__Exercise goal__.
In your reply, write out the records exactly, each line intact.

### Input data ###

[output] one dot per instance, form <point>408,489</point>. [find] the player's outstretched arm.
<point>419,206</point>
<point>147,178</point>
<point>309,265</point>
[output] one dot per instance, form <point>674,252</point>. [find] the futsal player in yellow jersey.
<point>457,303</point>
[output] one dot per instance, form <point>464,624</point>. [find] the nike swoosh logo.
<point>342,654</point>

###

__Answer section__.
[output] one dot per instance, form <point>408,489</point>. [find] the player's outstretched arm.
<point>419,206</point>
<point>147,178</point>
<point>309,265</point>
[output] one dot per instance, form <point>674,252</point>. [find] the futsal player in yellow jersey.
<point>457,303</point>
[output] one dot per instance, form <point>464,624</point>. [find] the nike swoosh logo.
<point>342,654</point>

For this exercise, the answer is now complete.